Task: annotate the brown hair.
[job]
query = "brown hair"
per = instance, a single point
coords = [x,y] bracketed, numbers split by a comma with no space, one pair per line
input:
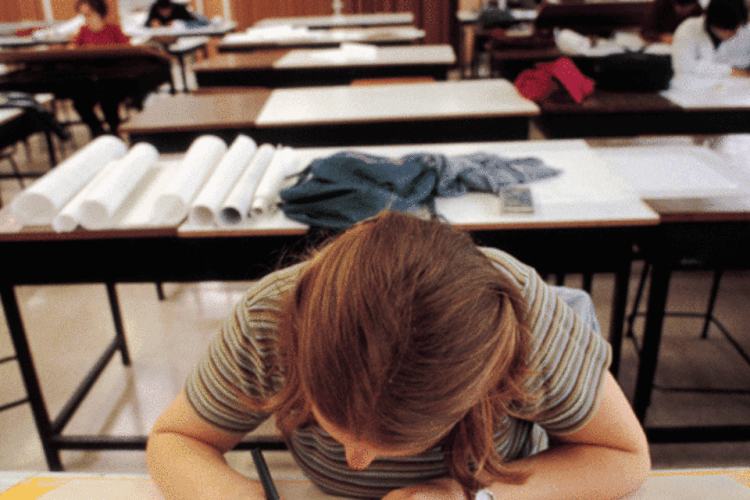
[402,331]
[98,6]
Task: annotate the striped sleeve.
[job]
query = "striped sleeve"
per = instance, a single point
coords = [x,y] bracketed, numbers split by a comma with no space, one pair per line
[568,358]
[241,363]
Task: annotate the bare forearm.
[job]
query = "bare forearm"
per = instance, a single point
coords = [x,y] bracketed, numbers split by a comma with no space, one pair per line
[186,469]
[578,471]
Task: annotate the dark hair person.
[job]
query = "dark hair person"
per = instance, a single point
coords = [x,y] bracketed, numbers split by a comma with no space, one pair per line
[710,47]
[402,361]
[96,31]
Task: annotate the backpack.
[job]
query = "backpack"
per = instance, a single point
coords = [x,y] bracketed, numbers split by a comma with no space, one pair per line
[628,71]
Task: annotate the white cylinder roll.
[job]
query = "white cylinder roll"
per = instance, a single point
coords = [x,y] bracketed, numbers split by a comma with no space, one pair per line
[69,217]
[200,160]
[283,164]
[38,204]
[205,208]
[235,208]
[102,203]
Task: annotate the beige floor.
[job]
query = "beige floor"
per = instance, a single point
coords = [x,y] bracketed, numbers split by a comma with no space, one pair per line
[69,325]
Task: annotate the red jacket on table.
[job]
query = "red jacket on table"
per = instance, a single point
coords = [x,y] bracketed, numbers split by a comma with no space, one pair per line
[110,35]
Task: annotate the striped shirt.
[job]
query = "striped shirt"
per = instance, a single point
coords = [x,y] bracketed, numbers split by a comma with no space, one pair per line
[568,357]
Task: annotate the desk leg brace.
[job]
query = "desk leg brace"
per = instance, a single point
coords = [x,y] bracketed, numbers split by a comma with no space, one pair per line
[617,320]
[28,373]
[50,432]
[657,300]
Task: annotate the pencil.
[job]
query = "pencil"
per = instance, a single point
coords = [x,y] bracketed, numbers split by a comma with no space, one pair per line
[264,475]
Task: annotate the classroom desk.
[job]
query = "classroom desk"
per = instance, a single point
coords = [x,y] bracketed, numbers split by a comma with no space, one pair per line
[451,111]
[213,29]
[342,20]
[699,230]
[681,484]
[18,124]
[612,114]
[13,42]
[62,72]
[308,67]
[387,35]
[587,216]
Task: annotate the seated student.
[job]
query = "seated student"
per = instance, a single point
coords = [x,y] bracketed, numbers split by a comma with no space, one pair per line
[96,31]
[665,16]
[402,361]
[165,12]
[712,46]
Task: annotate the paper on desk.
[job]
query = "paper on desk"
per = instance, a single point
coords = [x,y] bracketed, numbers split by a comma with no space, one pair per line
[39,204]
[670,172]
[101,204]
[282,166]
[236,207]
[201,159]
[207,204]
[695,92]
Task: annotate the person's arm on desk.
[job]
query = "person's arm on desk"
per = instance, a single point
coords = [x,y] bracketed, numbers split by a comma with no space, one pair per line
[185,457]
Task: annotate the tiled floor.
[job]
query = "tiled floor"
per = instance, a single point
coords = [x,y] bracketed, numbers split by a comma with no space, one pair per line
[68,326]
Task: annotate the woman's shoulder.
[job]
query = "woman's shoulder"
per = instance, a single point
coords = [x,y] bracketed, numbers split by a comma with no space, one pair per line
[273,287]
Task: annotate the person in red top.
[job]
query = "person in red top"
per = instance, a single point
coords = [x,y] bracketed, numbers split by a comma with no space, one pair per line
[96,31]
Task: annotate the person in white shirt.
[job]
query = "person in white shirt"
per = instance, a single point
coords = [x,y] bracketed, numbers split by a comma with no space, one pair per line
[712,46]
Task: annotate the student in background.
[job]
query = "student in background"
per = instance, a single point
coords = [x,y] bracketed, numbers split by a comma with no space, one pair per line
[665,16]
[165,12]
[712,46]
[402,361]
[96,31]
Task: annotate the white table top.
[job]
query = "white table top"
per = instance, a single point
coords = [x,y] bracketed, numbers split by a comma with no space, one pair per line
[276,35]
[375,56]
[693,484]
[377,19]
[213,29]
[433,100]
[697,177]
[587,193]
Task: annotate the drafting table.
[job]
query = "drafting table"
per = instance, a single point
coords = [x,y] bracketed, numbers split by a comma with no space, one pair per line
[451,111]
[587,215]
[259,39]
[308,67]
[343,20]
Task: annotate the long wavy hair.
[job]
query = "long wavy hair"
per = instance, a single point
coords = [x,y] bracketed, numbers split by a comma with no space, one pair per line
[401,331]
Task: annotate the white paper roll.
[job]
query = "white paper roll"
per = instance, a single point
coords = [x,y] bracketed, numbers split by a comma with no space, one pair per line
[206,207]
[235,208]
[102,203]
[69,217]
[266,198]
[200,160]
[38,204]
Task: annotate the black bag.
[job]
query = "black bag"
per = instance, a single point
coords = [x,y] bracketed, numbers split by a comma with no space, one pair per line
[629,71]
[493,17]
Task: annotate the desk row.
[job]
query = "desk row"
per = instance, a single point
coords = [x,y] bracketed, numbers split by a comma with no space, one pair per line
[216,186]
[415,113]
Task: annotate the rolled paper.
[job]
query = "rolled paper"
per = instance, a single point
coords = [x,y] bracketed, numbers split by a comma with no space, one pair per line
[69,217]
[101,203]
[283,164]
[39,204]
[236,207]
[203,156]
[206,207]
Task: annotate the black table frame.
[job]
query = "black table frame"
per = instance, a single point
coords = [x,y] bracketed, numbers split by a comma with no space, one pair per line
[715,245]
[160,257]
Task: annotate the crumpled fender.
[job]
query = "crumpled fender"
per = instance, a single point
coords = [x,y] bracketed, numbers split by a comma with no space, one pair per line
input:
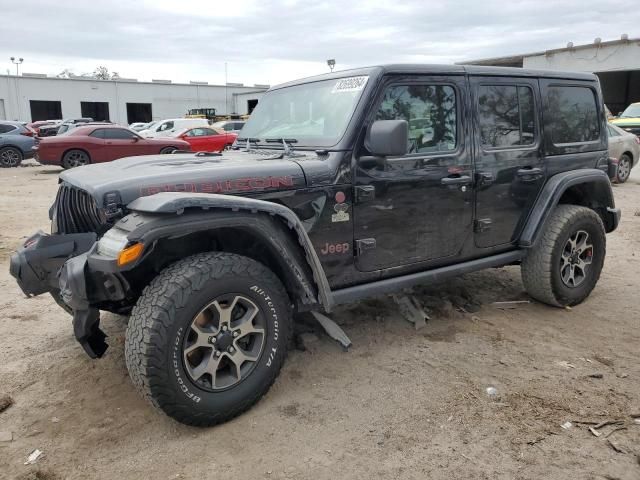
[178,202]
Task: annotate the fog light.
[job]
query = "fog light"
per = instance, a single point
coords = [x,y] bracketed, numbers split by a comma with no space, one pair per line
[130,254]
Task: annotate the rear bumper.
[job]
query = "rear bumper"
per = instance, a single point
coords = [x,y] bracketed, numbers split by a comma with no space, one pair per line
[59,264]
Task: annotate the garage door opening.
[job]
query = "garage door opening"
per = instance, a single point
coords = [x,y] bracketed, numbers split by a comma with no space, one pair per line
[620,88]
[251,104]
[45,110]
[138,112]
[99,111]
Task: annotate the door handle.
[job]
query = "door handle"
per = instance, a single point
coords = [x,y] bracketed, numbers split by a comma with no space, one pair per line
[529,172]
[461,180]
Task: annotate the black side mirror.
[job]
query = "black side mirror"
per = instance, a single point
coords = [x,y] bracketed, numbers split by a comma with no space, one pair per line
[388,138]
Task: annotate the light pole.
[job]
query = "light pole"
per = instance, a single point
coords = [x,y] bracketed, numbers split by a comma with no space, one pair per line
[17,63]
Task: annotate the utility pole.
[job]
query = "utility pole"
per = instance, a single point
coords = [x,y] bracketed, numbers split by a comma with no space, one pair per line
[17,63]
[226,91]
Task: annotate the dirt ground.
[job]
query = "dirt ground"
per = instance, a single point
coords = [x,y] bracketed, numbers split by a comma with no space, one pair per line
[400,404]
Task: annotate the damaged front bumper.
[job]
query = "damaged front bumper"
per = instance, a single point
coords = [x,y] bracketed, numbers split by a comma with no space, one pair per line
[59,264]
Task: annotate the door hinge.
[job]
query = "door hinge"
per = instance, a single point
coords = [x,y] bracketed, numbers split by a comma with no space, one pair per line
[482,225]
[365,193]
[365,244]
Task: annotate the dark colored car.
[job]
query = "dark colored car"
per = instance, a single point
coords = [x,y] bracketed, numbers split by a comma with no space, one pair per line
[97,143]
[16,143]
[329,197]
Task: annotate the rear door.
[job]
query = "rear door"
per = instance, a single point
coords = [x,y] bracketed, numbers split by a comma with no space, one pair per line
[120,143]
[510,169]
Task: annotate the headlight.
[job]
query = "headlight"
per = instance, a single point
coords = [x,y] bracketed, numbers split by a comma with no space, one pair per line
[112,243]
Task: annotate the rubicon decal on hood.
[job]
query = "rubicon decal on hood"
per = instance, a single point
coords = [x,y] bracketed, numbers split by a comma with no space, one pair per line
[221,186]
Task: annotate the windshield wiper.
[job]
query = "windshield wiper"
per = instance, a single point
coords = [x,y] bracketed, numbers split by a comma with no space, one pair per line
[285,143]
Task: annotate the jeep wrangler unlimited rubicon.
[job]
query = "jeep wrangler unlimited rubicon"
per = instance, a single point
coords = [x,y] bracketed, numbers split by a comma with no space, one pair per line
[340,186]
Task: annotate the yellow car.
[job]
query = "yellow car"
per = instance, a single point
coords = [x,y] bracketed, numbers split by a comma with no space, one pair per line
[629,120]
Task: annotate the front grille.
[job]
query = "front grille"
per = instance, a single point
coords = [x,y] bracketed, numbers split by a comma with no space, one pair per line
[75,211]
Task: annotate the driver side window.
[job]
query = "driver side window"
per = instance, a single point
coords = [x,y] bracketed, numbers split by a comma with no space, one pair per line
[430,111]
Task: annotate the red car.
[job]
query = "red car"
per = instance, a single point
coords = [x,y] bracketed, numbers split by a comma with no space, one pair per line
[100,143]
[206,139]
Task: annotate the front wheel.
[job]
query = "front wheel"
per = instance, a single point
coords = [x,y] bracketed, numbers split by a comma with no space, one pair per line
[565,264]
[10,157]
[624,168]
[208,336]
[75,158]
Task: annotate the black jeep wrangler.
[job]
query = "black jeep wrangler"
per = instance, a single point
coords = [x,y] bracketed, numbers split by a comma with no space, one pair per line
[341,186]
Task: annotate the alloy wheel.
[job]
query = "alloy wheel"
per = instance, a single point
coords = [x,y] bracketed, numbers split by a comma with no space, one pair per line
[9,157]
[576,259]
[224,342]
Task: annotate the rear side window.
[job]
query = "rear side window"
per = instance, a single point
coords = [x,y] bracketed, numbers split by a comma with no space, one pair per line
[573,115]
[430,111]
[506,116]
[118,133]
[99,133]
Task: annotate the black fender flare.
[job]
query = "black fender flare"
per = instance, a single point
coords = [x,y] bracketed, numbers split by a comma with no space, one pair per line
[173,214]
[550,195]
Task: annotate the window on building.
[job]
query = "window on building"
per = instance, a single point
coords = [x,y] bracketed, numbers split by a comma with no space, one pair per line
[45,110]
[430,111]
[99,111]
[573,115]
[506,115]
[138,113]
[118,134]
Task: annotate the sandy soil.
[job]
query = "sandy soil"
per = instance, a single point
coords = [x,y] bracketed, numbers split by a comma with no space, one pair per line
[400,404]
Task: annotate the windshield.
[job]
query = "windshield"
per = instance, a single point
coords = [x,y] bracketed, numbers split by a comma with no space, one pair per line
[631,111]
[313,114]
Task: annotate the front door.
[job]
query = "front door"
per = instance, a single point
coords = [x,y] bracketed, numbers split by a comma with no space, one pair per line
[417,207]
[510,168]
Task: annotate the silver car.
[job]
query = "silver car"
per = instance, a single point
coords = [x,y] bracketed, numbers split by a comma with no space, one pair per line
[625,147]
[16,143]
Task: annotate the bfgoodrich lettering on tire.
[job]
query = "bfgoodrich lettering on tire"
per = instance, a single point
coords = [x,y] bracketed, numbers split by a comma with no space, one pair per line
[208,336]
[565,264]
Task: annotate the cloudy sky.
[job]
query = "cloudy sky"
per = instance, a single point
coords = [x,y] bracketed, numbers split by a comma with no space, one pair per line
[270,42]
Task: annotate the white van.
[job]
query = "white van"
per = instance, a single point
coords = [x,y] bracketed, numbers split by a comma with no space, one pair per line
[170,126]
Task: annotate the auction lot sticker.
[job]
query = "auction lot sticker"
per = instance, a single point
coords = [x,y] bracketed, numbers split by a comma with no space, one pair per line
[350,84]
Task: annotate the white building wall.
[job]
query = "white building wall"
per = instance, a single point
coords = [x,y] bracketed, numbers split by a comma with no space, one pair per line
[167,100]
[596,58]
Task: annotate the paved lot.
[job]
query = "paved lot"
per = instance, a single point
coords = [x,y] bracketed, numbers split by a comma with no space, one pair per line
[400,404]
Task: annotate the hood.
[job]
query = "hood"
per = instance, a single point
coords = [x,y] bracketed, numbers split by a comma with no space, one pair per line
[235,172]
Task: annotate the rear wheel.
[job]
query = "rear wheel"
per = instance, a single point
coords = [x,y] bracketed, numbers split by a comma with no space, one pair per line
[10,157]
[565,264]
[207,338]
[624,168]
[75,158]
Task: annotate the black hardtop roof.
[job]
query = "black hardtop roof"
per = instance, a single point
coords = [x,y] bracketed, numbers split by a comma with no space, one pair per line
[421,69]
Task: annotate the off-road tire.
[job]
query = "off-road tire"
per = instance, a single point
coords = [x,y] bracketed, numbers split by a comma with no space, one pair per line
[10,157]
[165,310]
[541,267]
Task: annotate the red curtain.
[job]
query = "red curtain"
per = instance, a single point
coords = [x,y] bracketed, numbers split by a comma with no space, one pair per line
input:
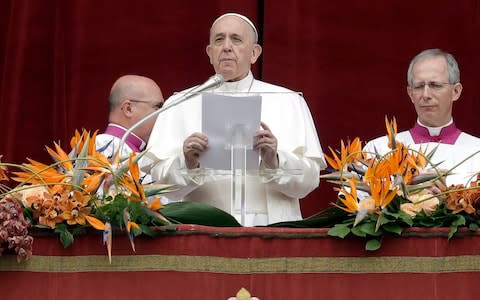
[58,60]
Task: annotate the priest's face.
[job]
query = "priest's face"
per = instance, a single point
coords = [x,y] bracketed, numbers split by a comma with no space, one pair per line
[431,92]
[232,49]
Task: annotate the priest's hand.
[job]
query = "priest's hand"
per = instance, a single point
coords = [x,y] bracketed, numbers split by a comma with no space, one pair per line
[266,143]
[193,146]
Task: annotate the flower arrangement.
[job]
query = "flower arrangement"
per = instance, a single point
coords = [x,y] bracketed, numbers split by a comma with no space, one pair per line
[385,193]
[80,189]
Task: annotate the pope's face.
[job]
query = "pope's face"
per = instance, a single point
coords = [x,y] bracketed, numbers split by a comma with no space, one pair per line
[232,49]
[431,93]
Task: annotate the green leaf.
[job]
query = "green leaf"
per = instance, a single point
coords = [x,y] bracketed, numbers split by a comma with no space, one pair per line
[147,230]
[406,218]
[66,238]
[393,228]
[358,232]
[325,218]
[473,226]
[339,230]
[459,221]
[198,213]
[370,229]
[373,245]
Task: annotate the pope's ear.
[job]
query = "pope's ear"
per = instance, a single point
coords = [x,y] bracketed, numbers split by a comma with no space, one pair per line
[457,91]
[208,49]
[126,108]
[256,52]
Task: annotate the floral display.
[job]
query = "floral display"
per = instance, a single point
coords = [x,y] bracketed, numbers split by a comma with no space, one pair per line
[82,188]
[386,193]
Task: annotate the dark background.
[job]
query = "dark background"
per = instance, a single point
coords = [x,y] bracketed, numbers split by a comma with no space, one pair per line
[58,60]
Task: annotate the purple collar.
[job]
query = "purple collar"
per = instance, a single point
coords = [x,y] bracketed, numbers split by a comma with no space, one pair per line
[448,134]
[133,141]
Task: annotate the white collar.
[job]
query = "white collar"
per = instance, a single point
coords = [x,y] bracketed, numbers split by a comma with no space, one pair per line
[243,85]
[435,131]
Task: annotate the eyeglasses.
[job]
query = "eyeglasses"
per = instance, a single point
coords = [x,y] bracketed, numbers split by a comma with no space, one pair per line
[433,86]
[156,106]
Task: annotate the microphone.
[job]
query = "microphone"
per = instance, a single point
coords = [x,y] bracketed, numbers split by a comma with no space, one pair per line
[212,82]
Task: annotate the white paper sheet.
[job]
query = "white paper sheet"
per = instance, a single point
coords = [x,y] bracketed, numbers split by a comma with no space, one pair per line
[222,116]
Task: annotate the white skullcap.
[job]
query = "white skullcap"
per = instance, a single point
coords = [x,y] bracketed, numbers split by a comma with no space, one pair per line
[241,17]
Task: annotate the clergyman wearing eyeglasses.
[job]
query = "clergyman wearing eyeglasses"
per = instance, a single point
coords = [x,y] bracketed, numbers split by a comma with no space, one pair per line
[131,98]
[433,79]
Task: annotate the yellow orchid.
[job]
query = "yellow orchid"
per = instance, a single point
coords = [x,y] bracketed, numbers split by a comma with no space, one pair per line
[348,154]
[348,197]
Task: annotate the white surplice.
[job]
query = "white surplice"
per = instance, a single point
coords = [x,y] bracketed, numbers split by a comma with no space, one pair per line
[269,200]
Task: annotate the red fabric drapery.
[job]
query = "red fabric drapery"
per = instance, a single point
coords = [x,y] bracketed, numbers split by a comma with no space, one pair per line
[58,60]
[200,262]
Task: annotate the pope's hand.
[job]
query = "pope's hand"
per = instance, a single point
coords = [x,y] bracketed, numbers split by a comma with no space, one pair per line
[193,146]
[266,143]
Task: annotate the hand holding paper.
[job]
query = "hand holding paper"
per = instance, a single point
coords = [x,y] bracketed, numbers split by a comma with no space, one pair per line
[266,143]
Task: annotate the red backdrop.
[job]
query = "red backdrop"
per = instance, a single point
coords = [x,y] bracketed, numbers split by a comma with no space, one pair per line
[58,60]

--*--

__Request__. Retype the entries verbatim, beginning at the line containing "Task: annotate the hand holding paper." and continuing through the last line of the entries, both ends included.

__Answer for this exercise__.
Task: annotate the hand holding paper.
[job]
query = "hand holding paper"
per = instance, a single point
coords = [x,y] bracketed, numbers split by a comma with no space, one pair per line
[266,143]
Task: annotate the red backdrop.
[job]
query = "red backdrop"
per = instance, a single point
coords = [x,y] bracketed, numbers split by a comma with no space, one pair per line
[58,60]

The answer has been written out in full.